===== Entries supplied
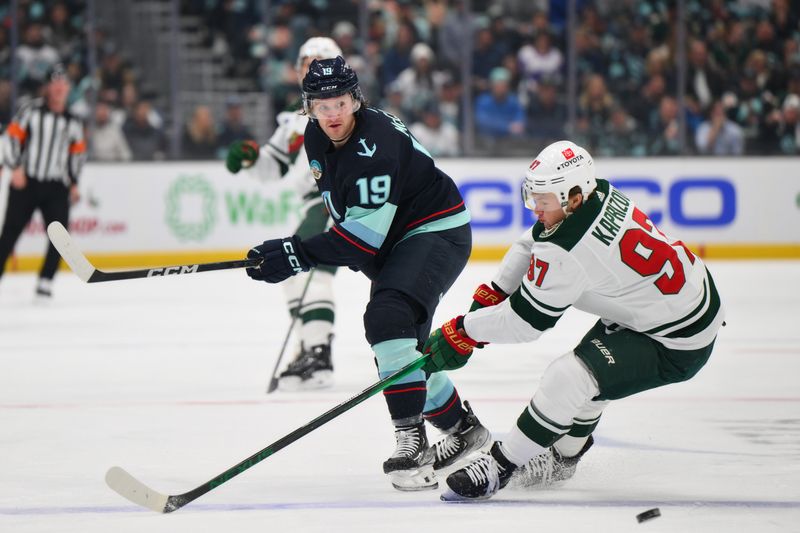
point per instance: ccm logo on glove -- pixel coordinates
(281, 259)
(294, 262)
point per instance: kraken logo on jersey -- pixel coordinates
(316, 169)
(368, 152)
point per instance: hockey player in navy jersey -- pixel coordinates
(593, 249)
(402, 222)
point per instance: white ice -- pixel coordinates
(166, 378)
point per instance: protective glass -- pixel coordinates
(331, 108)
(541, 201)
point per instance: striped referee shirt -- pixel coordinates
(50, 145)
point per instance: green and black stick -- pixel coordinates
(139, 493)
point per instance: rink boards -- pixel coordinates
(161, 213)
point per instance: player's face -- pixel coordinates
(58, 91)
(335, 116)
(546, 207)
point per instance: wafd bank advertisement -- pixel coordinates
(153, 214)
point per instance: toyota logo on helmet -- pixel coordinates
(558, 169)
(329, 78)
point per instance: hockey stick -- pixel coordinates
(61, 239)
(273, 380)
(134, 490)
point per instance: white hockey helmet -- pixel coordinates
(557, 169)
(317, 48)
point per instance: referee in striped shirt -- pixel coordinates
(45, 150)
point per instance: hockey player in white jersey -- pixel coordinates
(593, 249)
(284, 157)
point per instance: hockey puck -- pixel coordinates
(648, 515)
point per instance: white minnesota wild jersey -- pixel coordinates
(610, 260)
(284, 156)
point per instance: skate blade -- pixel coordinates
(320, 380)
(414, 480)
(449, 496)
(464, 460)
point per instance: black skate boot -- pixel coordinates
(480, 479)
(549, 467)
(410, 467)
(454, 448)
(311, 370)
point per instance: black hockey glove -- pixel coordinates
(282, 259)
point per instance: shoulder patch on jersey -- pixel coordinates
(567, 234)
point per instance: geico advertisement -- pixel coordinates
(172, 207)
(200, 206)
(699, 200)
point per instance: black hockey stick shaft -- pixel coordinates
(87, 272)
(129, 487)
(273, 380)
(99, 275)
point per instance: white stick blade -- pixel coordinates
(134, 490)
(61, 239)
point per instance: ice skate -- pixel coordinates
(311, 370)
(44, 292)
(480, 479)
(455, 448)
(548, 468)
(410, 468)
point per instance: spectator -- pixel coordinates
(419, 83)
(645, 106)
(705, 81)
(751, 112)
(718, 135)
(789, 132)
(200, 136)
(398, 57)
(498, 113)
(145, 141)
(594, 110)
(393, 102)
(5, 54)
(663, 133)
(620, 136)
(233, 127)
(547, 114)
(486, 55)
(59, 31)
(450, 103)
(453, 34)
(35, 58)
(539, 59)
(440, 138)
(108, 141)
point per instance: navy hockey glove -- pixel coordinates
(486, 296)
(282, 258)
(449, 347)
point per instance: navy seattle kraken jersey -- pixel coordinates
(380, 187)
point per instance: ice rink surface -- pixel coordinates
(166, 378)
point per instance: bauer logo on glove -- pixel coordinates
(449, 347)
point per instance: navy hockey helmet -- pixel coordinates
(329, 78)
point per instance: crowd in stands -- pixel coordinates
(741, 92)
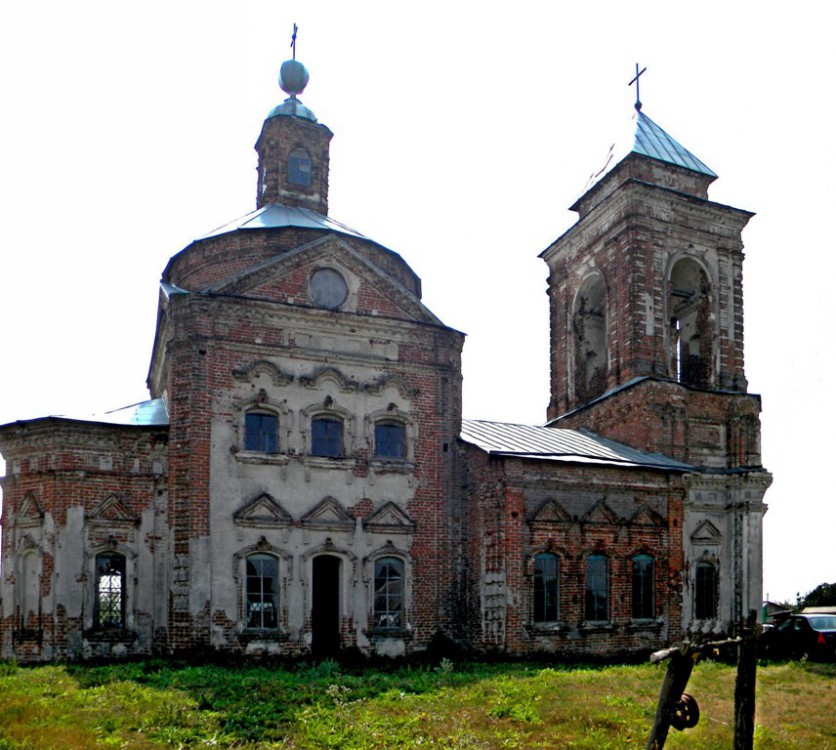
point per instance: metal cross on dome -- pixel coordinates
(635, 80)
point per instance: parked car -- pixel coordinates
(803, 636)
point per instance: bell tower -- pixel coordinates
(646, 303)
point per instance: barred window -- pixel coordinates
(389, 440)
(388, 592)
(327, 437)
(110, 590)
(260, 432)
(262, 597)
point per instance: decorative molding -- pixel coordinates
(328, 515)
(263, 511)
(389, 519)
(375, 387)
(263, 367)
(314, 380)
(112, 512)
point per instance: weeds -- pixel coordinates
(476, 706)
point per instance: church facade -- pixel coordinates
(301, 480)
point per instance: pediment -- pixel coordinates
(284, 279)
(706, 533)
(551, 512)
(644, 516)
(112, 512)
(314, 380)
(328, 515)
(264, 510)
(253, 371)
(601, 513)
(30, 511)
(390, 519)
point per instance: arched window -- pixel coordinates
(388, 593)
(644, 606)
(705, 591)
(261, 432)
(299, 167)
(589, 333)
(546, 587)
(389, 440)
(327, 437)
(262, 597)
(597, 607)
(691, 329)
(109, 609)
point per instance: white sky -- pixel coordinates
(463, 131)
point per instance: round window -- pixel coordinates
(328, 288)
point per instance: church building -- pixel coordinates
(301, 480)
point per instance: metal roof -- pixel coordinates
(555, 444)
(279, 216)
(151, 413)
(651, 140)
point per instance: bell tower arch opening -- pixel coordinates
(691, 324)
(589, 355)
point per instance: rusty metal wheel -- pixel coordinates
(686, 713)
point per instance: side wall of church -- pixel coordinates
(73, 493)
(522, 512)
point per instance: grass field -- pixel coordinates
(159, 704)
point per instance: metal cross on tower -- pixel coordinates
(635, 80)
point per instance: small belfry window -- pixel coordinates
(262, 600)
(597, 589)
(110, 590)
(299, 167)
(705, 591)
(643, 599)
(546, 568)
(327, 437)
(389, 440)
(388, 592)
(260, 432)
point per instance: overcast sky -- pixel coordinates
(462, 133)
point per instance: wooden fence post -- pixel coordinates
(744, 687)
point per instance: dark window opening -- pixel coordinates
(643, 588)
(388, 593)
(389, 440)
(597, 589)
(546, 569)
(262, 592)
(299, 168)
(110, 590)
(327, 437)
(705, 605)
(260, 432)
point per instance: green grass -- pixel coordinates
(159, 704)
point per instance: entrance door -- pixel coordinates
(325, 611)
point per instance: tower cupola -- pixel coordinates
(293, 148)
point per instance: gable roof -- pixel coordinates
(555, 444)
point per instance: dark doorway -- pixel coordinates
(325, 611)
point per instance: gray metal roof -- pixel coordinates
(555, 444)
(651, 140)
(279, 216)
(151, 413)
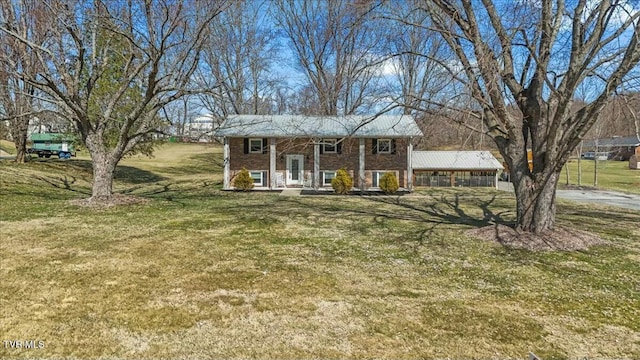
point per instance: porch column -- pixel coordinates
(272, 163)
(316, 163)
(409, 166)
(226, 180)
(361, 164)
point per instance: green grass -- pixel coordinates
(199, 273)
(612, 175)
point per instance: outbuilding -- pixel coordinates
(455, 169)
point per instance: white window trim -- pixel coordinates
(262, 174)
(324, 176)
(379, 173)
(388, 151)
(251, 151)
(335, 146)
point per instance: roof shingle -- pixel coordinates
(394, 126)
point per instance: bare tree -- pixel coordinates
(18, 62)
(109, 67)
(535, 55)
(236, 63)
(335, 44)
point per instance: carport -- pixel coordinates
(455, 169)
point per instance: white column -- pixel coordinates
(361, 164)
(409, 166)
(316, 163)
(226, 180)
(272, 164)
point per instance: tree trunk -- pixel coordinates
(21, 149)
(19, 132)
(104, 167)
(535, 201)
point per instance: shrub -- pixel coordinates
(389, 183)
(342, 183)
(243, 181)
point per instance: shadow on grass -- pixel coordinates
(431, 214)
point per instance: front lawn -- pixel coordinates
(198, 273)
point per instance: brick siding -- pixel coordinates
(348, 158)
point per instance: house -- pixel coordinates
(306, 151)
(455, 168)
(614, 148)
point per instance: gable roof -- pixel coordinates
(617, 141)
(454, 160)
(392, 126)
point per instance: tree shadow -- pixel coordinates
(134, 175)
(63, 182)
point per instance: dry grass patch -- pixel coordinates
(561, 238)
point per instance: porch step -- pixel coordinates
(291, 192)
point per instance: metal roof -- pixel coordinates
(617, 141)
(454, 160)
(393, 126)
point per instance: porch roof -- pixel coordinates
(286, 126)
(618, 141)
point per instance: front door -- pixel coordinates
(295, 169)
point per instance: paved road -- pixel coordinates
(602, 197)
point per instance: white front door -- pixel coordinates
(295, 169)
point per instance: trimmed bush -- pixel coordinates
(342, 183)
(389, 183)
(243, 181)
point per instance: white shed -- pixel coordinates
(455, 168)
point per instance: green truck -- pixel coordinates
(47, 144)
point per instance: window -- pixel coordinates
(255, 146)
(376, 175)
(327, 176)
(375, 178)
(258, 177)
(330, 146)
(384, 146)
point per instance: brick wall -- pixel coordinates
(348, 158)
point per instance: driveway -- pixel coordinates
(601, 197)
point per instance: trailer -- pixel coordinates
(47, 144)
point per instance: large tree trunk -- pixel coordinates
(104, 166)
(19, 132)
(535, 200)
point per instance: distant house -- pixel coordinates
==========
> _Task directions_: Exactly reproduce the lines from the one containing "point per instance: white shed" through the end of the records, and only those lines.

> _Solution for this problem_:
point per instance: white shed -- pixel coordinates
(455, 168)
point per instance: green truck -- pixel coordinates
(47, 144)
point per instance: window -- pixel coordinates
(255, 146)
(376, 175)
(327, 176)
(375, 178)
(258, 177)
(330, 146)
(384, 146)
point per instance: brick wall -- pixel coordinates
(348, 158)
point per instance: driveway -- pixel coordinates
(601, 197)
point per instance: trailer -- pixel coordinates
(47, 144)
point per instance: large tree trunk -- pixel coordinates
(104, 166)
(19, 132)
(535, 200)
point per instance: distant house -- pixel coordinates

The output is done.